Sunday, November 20, 2005


   um.... Glugafed?
Play wonderland online! zzzz...not sure what to say. David-San (dposse) has been really helping me out! He inspired me to pick up poetry again and I made a new wallpaper. Please check it out! I'd put up a link, but I'm too tired @_@

Kyo: -_- that's no excuse
Yuki: Be quiet stupid cat. She needs rest.

Cia: Well, yes...I need to work on an English paper...

Note to anyone who cares (if there if anyone):

I have been clinically depressed since like 4th or 5th grade, showing major signs of it since about seventh grade, when I first wanted to commit suicide. It comes and goes and I try my best to fight it, but lately I've been losing. This school year, I stopped fighting the urge to cut myself. I denyed myself food, water, and decent rest. I overdosed on my insulin without even thinking about it and had major scares such as passing out, unable to breath, because of it. I finally saw a therapist and let her know things I NEVER LET ANYONE ELSE KNOW. Not even Yasha. The thing is, I was so calm for most of it. It was like, well yeah, I was overdosing and cutting myself. So? But then certain times I'd be sobbing. She brought my mom in and I couldn't talk I was crying so hard. Finally I was able to say "I'm so sorry. I'm such a failure. I wanted to be a good daughter for you, but I failed."

My mom let me know she was proud of me for fighting so hard. I'm supposed to meet with a doctor to start anti-depressant pills on Tuesday. This is not my fault. I have a hormonal imbalance of the brain. I still hate myself, but once my hormones are figured out I should feel myself again.

Supplied material:
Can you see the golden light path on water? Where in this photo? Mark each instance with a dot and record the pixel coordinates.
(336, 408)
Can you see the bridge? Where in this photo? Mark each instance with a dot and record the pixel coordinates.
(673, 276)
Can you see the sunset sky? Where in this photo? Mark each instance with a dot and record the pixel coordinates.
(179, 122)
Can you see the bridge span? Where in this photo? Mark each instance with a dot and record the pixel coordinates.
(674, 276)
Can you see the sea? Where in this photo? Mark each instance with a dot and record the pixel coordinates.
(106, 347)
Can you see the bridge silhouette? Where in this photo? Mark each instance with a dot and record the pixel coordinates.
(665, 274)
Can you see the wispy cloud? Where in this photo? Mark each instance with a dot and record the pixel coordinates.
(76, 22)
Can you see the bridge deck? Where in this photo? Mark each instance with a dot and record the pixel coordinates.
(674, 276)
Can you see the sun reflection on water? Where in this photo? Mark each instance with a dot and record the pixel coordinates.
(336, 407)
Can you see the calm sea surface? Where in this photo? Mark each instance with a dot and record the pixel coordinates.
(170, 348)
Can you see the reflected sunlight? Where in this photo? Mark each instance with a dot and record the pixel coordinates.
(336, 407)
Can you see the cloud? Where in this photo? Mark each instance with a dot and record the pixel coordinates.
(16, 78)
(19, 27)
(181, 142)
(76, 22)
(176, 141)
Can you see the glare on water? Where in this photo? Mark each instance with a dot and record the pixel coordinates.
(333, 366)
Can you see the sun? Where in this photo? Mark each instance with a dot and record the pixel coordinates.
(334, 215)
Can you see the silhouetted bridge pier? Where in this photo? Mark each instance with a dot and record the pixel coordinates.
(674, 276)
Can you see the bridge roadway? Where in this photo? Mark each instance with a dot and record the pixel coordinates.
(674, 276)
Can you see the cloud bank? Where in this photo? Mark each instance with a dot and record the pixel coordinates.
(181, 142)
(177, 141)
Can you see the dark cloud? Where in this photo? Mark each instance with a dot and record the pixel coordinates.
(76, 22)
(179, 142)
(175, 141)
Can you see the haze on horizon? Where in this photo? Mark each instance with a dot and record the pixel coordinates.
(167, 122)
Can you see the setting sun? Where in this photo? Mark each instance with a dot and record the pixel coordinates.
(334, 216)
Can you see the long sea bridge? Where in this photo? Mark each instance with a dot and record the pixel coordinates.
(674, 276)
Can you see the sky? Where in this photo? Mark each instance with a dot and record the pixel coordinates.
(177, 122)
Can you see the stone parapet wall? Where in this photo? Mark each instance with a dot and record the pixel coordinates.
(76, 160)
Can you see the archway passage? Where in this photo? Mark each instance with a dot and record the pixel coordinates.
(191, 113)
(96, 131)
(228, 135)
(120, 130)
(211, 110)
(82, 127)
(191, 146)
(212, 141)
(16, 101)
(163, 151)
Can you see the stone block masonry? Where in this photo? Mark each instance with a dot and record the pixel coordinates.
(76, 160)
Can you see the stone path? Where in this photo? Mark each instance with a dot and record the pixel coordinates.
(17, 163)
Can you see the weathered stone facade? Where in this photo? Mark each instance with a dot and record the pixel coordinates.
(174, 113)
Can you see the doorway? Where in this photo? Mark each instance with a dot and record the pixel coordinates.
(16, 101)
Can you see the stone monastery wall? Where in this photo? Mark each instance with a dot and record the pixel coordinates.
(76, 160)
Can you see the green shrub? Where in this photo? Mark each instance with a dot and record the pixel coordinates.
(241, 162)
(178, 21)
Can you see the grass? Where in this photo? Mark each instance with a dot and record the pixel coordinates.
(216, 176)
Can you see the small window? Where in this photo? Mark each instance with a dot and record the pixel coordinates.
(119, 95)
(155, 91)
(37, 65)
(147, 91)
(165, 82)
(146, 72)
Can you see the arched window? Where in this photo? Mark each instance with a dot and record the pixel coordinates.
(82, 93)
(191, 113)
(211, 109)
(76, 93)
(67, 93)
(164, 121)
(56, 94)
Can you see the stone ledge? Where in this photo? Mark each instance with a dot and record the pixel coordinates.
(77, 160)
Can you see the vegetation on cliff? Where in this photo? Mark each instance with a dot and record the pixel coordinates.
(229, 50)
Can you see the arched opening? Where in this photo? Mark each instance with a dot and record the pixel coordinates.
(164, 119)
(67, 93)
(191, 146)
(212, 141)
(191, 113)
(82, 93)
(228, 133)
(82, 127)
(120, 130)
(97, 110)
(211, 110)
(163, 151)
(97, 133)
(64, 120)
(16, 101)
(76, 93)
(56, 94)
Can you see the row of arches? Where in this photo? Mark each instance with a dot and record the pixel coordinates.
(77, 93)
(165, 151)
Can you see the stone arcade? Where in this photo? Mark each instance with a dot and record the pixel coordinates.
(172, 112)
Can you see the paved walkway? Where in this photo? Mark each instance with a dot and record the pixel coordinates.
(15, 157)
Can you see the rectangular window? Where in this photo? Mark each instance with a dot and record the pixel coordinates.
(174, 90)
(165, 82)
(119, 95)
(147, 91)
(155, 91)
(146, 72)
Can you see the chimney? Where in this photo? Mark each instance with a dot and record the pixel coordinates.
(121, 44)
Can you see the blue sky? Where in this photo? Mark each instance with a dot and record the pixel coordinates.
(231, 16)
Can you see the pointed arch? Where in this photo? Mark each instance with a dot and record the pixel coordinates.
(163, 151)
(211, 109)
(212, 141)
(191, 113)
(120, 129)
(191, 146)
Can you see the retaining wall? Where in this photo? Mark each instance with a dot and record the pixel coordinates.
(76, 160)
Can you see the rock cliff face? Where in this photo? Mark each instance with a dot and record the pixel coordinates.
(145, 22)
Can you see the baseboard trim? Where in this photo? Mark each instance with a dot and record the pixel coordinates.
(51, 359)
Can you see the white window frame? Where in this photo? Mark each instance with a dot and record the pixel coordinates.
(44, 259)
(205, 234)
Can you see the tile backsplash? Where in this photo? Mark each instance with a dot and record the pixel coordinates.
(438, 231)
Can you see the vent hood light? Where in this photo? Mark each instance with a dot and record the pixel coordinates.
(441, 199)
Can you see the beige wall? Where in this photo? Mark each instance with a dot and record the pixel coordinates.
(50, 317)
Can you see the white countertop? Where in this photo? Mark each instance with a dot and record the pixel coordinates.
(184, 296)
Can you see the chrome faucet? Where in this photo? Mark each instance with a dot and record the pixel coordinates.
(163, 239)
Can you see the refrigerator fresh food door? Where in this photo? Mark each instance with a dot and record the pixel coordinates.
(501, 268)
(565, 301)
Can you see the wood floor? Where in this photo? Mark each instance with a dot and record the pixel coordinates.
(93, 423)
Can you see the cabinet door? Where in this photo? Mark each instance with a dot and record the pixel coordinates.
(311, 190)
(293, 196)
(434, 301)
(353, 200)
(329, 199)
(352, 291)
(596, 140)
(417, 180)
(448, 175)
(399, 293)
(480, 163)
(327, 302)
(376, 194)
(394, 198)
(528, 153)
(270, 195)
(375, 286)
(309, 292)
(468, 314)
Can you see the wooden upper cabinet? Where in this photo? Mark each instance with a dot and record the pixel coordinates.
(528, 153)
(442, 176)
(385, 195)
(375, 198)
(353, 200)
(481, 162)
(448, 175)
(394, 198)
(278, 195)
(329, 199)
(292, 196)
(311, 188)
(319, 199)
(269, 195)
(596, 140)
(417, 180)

Tasks and exercises:
1) Reproduce the blog post word for word from "Play wonderland online!" up to and including "She needs rest.".
2) Write the next part of the blog post, picking up right after its final sentence.
The entries are separate from the blog post and unrelated to it.

Answers by item:
1)
Play wonderland online! zzzz...not sure what to say. David-San (dposse) has been really helping me out! He inspired me to pick up poetry again and I made a new wallpaper. Please check it out! I'd put up a link, but I'm too tired @_@

Kyo: -_- that's no excuse
Yuki: Be quiet stupid cat. She needs rest.

2)
Again?

I've never felt myself. I've been on drugs and meds and hating myself since at least the 4th grade. So I'm not hoping I can be myself again, I'm hoping I can be myself for the first time. And I'm pretty excited about it. So scared I could piss in my pants, but excited.

Please, no one do the things I did. Now that I'm trying to eat and stuff I'm getting sick constantly because of how much I've screwed up my body. My weight...*sigh* If you're having probs, talk to me, talk to a conseulor, talk to your parents (they're not as dumb as you think) talk to someone.

You'll think you're the only one with so much pain, but it's not you! It's just a medical problem. It can be fixed. You can get better. And once you get through the inhumanly scary step of talking for the first time, it gets easier. Spoken from experiance. Don't hack at yourself to feel something. Just, I mean, I know it sounds dumb and hypocritical coming from me. But don't.